**The task**
Write out the entries below once more, exactly, with the pictures left out.

**Material provided**
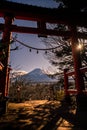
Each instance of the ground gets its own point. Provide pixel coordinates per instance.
(37, 115)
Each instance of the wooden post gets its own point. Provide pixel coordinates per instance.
(79, 81)
(5, 60)
(65, 82)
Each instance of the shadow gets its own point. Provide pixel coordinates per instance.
(48, 116)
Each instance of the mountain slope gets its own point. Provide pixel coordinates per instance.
(37, 75)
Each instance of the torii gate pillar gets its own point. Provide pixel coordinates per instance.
(5, 60)
(79, 81)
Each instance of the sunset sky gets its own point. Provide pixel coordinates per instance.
(23, 59)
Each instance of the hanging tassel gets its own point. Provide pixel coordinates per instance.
(30, 50)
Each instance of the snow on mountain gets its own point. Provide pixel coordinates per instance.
(37, 75)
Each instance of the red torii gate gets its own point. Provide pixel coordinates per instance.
(11, 10)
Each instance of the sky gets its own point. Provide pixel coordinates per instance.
(23, 59)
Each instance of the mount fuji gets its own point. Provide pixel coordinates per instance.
(37, 76)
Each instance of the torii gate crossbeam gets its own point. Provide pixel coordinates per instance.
(10, 10)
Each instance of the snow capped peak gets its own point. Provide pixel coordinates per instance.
(36, 71)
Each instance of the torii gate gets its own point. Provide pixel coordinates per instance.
(11, 10)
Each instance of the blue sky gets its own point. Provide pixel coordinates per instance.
(23, 59)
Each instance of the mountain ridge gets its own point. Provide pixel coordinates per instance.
(37, 75)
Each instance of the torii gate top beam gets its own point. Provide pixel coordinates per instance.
(34, 13)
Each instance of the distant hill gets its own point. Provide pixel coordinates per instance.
(36, 76)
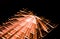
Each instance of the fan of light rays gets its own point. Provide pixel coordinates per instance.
(25, 25)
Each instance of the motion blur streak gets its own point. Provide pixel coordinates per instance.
(25, 25)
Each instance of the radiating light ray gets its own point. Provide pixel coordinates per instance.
(25, 25)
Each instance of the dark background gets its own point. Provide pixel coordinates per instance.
(46, 8)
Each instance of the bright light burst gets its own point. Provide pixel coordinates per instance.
(25, 25)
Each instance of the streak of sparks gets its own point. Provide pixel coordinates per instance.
(25, 26)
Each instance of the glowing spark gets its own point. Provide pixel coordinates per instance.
(25, 25)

**Correct output**
Each instance of the ground gets its own point. Provide pixel coordinates per instance.
(37, 115)
Each instance of the wooden post gets its own point. Provide pixel coordinates per instance.
(79, 81)
(5, 60)
(65, 82)
Each instance of the shadow gets its own point. Provide pixel coordinates per instance.
(48, 116)
Each instance of the mountain slope gets its own point. Provide pixel coordinates per instance.
(37, 75)
Each instance of the torii gate pillar gets its own point. Provide pixel coordinates per instance.
(5, 60)
(79, 81)
Each instance of the sunset sky gets its own point. Provide pixel coordinates per instance.
(23, 59)
Each instance of the hanging tassel gets its own point. Provide pixel coordinates per instance.
(30, 50)
Each instance of the snow on mountain gets its own point. Provide pixel coordinates per instance.
(37, 75)
Each instance of the red torii gate gets its own point. Provide pixel coordinates per instance.
(11, 10)
Each instance of the sky gets its own point. Provide pixel coordinates per instance.
(23, 59)
Each instance of the mount fuji gets its own point. Provide pixel coordinates per instance.
(37, 76)
Each instance of the torii gate crossbeam gets its own point. Provide pixel coordinates per instance.
(10, 10)
Each instance of the snow capped peak gets its own point. Provide pixel coordinates per instance.
(36, 71)
Each instance of the torii gate gets its own point. Provide pixel coordinates per instance.
(11, 10)
Each instance of the blue sky gets its own point. Provide pixel coordinates per instance.
(23, 59)
Each instance of the mountain ridge gets its own point. Provide pixel coordinates per instance.
(37, 75)
Each instance of the torii gate top beam gets its own point. Provide pixel coordinates per instance.
(34, 13)
Each instance of the distant hill gets its own point. Provide pixel coordinates per instance.
(36, 76)
Each instance of the fan of light rays gets its own point. Provide pixel coordinates per instance.
(25, 25)
Each instance of the motion blur streak gets its own point. Provide pixel coordinates per instance.
(25, 25)
Each instance of the radiating light ray gets its own point. Provide pixel coordinates per instance.
(25, 25)
Each instance of the dark background gets its own point. Provide pixel coordinates per instance.
(46, 8)
Each instance of the bright light burst gets its own point. Provide pixel coordinates per instance.
(25, 25)
Each instance of the streak of sparks gets its own point. Provide pixel coordinates per instance.
(25, 26)
Each instance of the glowing spark gets its own point. Provide pixel coordinates per instance.
(25, 25)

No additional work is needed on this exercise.